* [Directions for this task]
Copy out each line of the data that contains "surface".
****
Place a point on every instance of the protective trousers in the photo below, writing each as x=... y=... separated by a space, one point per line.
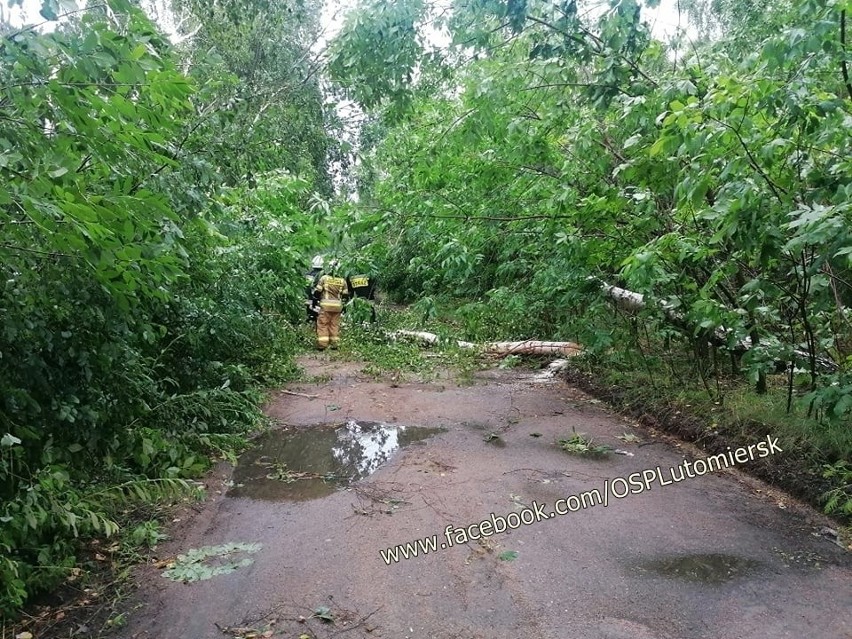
x=328 y=328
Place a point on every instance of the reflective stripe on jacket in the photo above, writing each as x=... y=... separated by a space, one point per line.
x=332 y=289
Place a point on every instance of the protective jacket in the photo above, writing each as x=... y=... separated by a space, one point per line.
x=332 y=290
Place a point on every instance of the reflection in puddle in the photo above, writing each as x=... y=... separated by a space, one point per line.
x=711 y=568
x=313 y=462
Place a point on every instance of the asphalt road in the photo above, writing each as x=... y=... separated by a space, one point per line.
x=716 y=555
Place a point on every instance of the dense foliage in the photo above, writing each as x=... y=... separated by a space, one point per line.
x=568 y=148
x=151 y=249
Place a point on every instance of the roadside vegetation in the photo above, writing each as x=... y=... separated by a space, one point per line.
x=152 y=240
x=160 y=195
x=558 y=148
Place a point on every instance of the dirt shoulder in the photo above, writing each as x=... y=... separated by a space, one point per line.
x=793 y=472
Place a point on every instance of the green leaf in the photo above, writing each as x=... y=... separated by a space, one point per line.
x=8 y=441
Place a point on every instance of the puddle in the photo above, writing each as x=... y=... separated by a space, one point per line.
x=709 y=568
x=310 y=463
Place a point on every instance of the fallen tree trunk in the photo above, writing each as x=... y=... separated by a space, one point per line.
x=632 y=301
x=525 y=347
x=533 y=347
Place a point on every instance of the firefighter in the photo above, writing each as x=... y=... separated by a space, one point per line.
x=332 y=291
x=311 y=279
x=363 y=285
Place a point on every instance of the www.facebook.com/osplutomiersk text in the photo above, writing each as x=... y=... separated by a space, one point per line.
x=616 y=488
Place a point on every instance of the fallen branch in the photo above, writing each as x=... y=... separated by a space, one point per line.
x=525 y=347
x=632 y=301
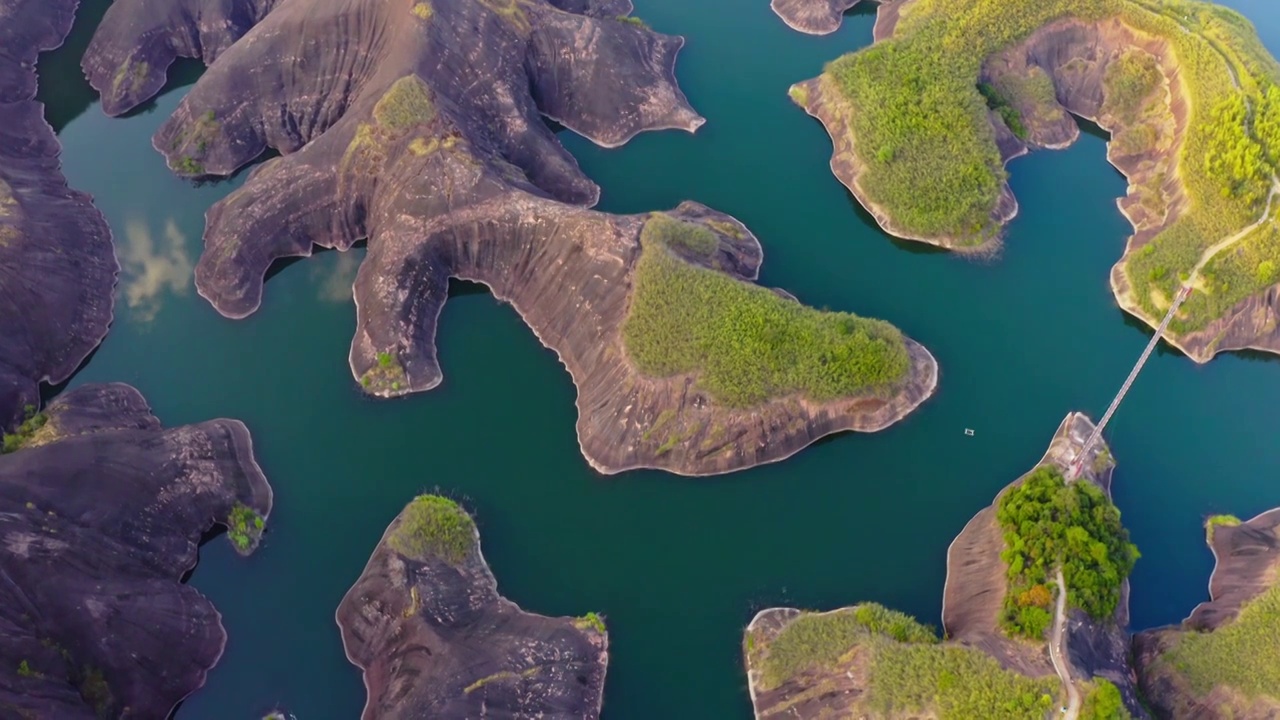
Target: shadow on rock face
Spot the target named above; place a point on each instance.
(100, 515)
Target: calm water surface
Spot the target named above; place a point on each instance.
(677, 565)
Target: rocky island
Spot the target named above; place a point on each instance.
(56, 261)
(433, 146)
(434, 638)
(101, 513)
(816, 17)
(924, 121)
(1224, 661)
(1016, 645)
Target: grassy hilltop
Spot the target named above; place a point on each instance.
(920, 124)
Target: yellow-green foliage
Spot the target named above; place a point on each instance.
(590, 621)
(387, 376)
(744, 342)
(1219, 522)
(909, 671)
(434, 527)
(406, 104)
(821, 639)
(1243, 655)
(931, 162)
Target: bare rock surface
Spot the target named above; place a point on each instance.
(973, 600)
(1247, 565)
(814, 17)
(425, 136)
(100, 516)
(434, 638)
(56, 261)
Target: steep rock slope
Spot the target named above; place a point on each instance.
(1224, 661)
(814, 17)
(1185, 89)
(430, 144)
(434, 638)
(871, 661)
(56, 263)
(101, 511)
****
* [Result of this exercise]
Target: calm water surface
Target: bare rock surface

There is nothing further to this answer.